:: Text
Eli Glob. v. Cieutat
| Docket Number | SC-2023-0058 |
| Decision Date | 01 December 2023 |
| Citation | Eli Glob. v. Cieutat, SC-2023-0058 (Ala. Dec 01, 2023) |
| Parties | Eli Global, LLC, and Greg Lindberg v. Ronald Cieutat; Todd Vereen; Deborah Simison, as personal representative of the Estate of David Glenn Finnegan, deceased; Floyd Slay, Jr.;Timothy Andrews; Tyla Fowlkes; Mark Bier and Shawn Bier, as personal representatives of the Estate of Debra Little, deceased; Thomas Williams; Erin Bailey Kelso; Jan Wheeler; Eugene Dreher IV; Nancy Dreher; Joseph Moose; Phillip Epstein; Michael Dandurand; William McFarland; Angela Clark; Carol Jean Moorhead; and Michael Rudge |
| Court | Alabama Supreme Court |
Appeal from Mobile Circuit Court (CV-20-900993)
Eli Global, LLC, and Greg Lindberg appeal, challenging a summary judgment entered against them by the Mobile Circuit Court in an action commenced by Ronald Cieutat, Todd Vereen, and multiple other plaintiffs involving Eli Global's alleged failure to fulfill its obligations on a promissory note and Lindberg's alleged failure to fulfill his obligations on a guaranty of that promissory note. Eli Global and Lindberg also challenge the circuit court's award of attorney fees and expenses to the plaintiffs. We affirm the circuit court's summary judgment, but we remand the case to the circuit court for it to enter an order articulating its reasons for the award of attorney fees and expenses.
::::
:: Raw data
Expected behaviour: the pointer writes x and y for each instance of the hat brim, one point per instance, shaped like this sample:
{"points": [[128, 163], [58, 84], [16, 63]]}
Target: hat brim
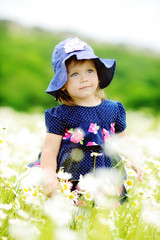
{"points": [[105, 69]]}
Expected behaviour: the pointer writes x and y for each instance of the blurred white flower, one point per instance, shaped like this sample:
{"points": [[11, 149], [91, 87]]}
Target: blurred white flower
{"points": [[23, 230], [2, 215], [65, 233], [23, 214], [151, 216], [102, 187], [64, 175], [59, 209], [6, 206], [7, 172], [128, 183], [32, 177]]}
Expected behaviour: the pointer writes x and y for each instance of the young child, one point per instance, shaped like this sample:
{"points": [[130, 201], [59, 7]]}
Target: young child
{"points": [[80, 128]]}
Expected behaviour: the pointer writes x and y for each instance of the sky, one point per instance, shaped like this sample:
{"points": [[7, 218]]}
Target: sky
{"points": [[133, 22]]}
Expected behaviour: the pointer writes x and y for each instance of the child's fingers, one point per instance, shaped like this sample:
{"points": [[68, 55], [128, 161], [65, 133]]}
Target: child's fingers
{"points": [[50, 188], [140, 175]]}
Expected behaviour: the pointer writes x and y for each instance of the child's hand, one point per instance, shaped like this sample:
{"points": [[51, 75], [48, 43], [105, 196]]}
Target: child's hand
{"points": [[139, 171], [51, 183]]}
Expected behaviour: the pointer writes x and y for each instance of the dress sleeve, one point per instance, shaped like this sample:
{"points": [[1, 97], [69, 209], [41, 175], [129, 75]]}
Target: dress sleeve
{"points": [[53, 121], [120, 124]]}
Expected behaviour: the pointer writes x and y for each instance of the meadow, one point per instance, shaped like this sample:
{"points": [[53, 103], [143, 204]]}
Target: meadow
{"points": [[90, 213], [26, 70], [93, 211]]}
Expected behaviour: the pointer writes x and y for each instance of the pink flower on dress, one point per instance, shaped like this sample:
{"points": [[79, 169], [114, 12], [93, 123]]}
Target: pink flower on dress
{"points": [[91, 144], [77, 136], [67, 134], [93, 128], [113, 128], [120, 190], [106, 135], [37, 164]]}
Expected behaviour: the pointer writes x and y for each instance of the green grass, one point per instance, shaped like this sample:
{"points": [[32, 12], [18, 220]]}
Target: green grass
{"points": [[26, 70], [26, 213]]}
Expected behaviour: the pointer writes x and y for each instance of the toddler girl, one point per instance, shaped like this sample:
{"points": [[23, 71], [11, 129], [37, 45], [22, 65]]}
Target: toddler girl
{"points": [[79, 129]]}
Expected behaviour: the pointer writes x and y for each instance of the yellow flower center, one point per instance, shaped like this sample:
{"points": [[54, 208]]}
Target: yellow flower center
{"points": [[25, 190], [71, 197], [88, 195], [65, 186], [79, 217], [24, 197], [129, 183], [134, 204], [35, 193]]}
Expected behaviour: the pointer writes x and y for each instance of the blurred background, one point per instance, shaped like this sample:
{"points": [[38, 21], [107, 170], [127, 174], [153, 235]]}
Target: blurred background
{"points": [[126, 30]]}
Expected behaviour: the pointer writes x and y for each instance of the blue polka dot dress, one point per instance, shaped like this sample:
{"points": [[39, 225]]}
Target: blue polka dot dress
{"points": [[86, 132]]}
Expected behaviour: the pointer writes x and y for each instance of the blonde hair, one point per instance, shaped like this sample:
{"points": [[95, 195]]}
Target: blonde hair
{"points": [[64, 97]]}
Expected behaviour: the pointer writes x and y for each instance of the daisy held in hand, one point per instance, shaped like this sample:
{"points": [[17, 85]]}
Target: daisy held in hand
{"points": [[85, 122]]}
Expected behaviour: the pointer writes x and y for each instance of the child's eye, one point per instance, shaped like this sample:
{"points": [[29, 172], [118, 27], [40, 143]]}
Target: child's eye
{"points": [[90, 70], [74, 74]]}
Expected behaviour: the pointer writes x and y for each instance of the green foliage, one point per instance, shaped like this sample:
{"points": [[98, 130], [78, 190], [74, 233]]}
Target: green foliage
{"points": [[26, 70]]}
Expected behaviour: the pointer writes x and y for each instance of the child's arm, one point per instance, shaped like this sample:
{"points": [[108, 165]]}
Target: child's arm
{"points": [[49, 162], [130, 154]]}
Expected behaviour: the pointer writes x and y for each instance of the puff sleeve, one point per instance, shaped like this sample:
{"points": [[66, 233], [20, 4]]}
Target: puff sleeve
{"points": [[53, 121], [120, 123]]}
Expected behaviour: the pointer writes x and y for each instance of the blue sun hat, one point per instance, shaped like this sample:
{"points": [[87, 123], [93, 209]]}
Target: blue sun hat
{"points": [[74, 46]]}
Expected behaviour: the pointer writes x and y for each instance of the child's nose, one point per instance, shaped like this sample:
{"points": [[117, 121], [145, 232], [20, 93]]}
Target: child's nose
{"points": [[84, 78]]}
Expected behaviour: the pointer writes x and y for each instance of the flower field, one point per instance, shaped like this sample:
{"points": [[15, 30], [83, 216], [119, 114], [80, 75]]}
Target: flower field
{"points": [[89, 213]]}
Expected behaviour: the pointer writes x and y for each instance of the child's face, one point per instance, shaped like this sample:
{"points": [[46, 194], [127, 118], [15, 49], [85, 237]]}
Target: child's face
{"points": [[82, 80]]}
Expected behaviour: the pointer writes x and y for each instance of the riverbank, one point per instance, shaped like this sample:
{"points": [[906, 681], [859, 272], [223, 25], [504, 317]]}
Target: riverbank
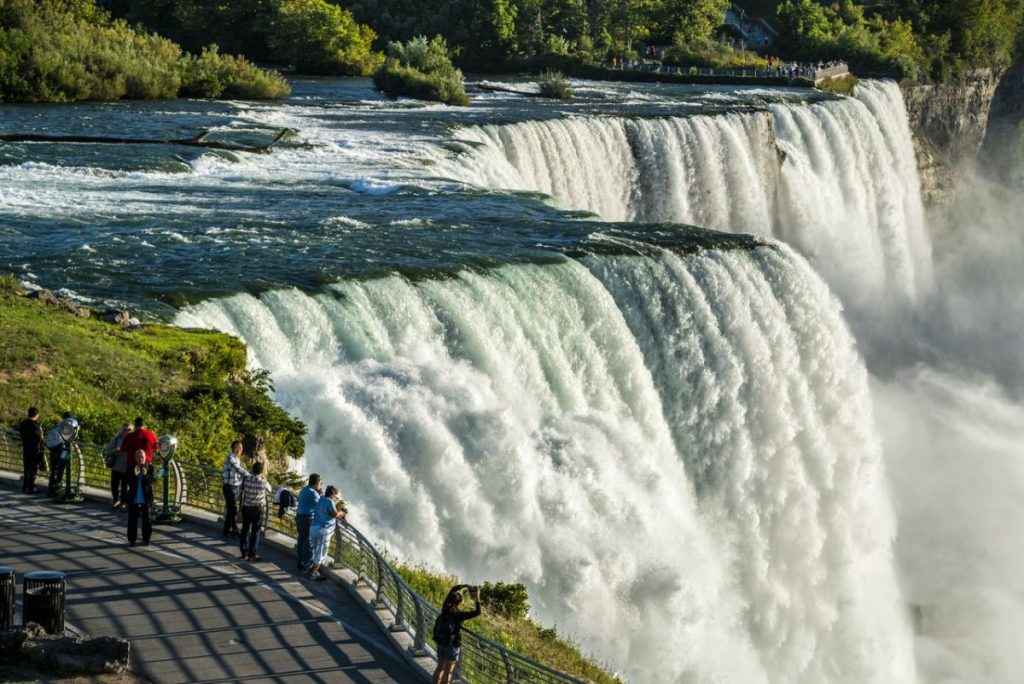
{"points": [[60, 356]]}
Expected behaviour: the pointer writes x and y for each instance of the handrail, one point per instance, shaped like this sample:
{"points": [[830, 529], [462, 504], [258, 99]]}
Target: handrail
{"points": [[199, 486], [791, 71]]}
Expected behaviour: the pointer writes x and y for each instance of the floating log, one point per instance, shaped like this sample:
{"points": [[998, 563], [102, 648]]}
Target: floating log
{"points": [[514, 91], [198, 141]]}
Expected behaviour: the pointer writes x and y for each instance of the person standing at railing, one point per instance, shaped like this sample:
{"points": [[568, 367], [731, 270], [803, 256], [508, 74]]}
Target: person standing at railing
{"points": [[139, 498], [303, 519], [32, 450], [117, 461], [448, 631], [230, 478], [326, 515], [254, 490], [55, 444]]}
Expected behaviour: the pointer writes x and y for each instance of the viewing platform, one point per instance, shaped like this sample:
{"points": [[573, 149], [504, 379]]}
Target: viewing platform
{"points": [[792, 74], [192, 609], [195, 611]]}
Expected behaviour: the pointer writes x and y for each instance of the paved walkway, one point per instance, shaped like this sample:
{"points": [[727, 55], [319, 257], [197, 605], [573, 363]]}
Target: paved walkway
{"points": [[192, 609]]}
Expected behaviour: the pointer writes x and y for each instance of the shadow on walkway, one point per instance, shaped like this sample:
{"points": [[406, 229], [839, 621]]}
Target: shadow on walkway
{"points": [[193, 610]]}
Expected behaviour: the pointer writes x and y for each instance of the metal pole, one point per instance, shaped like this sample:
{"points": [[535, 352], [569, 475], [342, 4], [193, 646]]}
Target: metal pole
{"points": [[168, 515]]}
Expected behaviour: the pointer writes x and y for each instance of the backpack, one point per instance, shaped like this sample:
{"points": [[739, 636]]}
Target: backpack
{"points": [[53, 437], [443, 630]]}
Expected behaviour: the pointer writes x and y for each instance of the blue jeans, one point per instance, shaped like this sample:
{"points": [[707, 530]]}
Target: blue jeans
{"points": [[249, 539], [303, 550]]}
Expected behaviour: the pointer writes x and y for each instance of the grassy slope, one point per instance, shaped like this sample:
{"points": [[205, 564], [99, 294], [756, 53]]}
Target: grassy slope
{"points": [[105, 375], [523, 636], [192, 383]]}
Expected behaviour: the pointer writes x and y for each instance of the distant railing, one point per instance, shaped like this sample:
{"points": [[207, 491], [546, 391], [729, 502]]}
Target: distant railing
{"points": [[809, 72], [199, 486]]}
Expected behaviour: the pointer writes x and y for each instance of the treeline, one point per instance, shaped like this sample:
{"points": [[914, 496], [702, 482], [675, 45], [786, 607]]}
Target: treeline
{"points": [[914, 39], [68, 50], [347, 36], [309, 36]]}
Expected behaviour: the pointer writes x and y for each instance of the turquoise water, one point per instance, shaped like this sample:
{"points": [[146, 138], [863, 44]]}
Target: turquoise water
{"points": [[360, 189]]}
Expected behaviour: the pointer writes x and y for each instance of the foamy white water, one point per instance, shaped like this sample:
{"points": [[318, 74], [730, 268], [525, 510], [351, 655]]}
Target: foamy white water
{"points": [[675, 454], [836, 179]]}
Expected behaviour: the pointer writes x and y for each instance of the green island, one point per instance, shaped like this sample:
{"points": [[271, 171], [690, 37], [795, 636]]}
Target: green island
{"points": [[195, 384], [68, 50]]}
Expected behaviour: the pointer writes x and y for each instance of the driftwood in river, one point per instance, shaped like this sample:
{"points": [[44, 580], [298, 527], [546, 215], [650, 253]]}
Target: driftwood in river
{"points": [[198, 141]]}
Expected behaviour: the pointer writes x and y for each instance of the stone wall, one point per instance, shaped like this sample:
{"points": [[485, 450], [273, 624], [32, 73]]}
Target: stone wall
{"points": [[949, 122]]}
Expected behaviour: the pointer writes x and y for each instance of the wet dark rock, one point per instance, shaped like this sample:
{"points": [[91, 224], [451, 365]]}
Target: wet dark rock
{"points": [[79, 654]]}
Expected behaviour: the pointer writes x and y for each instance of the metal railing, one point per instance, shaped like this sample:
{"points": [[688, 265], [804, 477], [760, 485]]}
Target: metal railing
{"points": [[808, 72], [199, 486]]}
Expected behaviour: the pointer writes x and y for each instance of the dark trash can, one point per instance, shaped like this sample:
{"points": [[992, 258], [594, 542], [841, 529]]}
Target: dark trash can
{"points": [[6, 597], [43, 603]]}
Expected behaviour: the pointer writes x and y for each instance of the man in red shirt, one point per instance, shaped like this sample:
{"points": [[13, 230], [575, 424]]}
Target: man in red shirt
{"points": [[139, 438]]}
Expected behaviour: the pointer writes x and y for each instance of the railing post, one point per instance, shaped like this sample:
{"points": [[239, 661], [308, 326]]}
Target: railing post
{"points": [[419, 635], [379, 599], [509, 672], [399, 613]]}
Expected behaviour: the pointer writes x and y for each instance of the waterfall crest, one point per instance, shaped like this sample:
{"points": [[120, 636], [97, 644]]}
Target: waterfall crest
{"points": [[674, 453], [836, 179]]}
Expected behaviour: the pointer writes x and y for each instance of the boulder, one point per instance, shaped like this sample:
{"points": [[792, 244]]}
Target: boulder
{"points": [[117, 316], [101, 655], [43, 296]]}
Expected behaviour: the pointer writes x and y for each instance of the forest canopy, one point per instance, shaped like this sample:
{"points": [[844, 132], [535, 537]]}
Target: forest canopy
{"points": [[69, 50]]}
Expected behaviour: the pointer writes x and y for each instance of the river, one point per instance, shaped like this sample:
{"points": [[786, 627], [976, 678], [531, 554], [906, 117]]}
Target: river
{"points": [[692, 362]]}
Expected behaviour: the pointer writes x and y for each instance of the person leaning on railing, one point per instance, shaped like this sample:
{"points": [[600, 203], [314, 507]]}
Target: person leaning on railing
{"points": [[230, 478], [326, 515], [303, 519], [254, 490], [32, 450], [448, 631]]}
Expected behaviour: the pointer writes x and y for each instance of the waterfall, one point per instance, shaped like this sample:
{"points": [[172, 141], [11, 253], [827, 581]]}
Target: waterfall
{"points": [[675, 453], [837, 179]]}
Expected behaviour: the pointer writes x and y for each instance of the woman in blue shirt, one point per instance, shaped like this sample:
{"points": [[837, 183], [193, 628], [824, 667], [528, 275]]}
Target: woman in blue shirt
{"points": [[326, 514], [139, 499]]}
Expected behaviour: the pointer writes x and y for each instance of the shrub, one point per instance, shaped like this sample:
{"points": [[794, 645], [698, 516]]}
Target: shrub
{"points": [[320, 38], [215, 75], [421, 69], [554, 85], [510, 600], [55, 51]]}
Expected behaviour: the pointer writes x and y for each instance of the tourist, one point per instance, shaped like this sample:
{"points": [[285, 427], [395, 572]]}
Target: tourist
{"points": [[140, 438], [284, 500], [326, 515], [303, 519], [139, 498], [55, 444], [32, 450], [254, 490], [117, 461], [230, 478], [448, 631]]}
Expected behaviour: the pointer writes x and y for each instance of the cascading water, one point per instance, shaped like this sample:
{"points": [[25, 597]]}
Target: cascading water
{"points": [[675, 453], [837, 179]]}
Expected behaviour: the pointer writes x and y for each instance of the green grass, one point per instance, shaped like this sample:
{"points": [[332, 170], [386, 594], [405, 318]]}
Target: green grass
{"points": [[192, 383], [521, 635]]}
::::
Complete the following:
a – In the court opinion, which court entered the summary judgment that Eli Global and Lindberg are appealing?
b – Resume the court opinion, picking up after its final sentence.

Answers to this exercise:
a – The Mobile Circuit Court.

b –
In 2002, Cieutat and Vereen founded Hemophilia Preferred Care Inc., a company focused on treating individuals with hemophilia. The company eventually expanded its business via several affiliated entities to include patients with conditions such as Crohn's disease, hepatitis C, multiple sclerosis, rheumatoid arthritis, and other specialized conditions. The flagship entity became HPC, LLC ("HPC"), and its affiliated entities were Hemophilia Preferred Care of Memphis, Inc.; HPC Biologicals Inc.; HPCNC, Inc.; HPC Specialty Rx West Virginia, Inc.; HPC Speciality Rx of Kansas, Inc.; Hemophilia Preferred Care of Oklahoma, Inc.; HPC Specialty Rx Reed, Inc.; and Hemophilia Preferred Care of Mississippi, Inc. Cieutat and Vereen served as the chief officers of those entities, and together they owned a majority stake in HPC and its affiliated entities, but 21 other individuals held smaller shares of HPC and its affiliated entities (Cieutat, Vereen, and the other owners are collectively referred to as "the Sellers").
In mid-2017, Eli Global agent Michael Pereira approached Cieutat, who was serving as chief executive officer ("CEO") of HPC and its affiliated entities, about Eli Global's interest in purchasing HPC and its affiliated entities.[1] On November 16, 2017, Eli Global formed Specialty Pharmacy Investments, LLC, which later changed its name to HPCSP Investments, LLC ("HPCSP"), for the express purpose of acquiring HPC and its affiliated entities.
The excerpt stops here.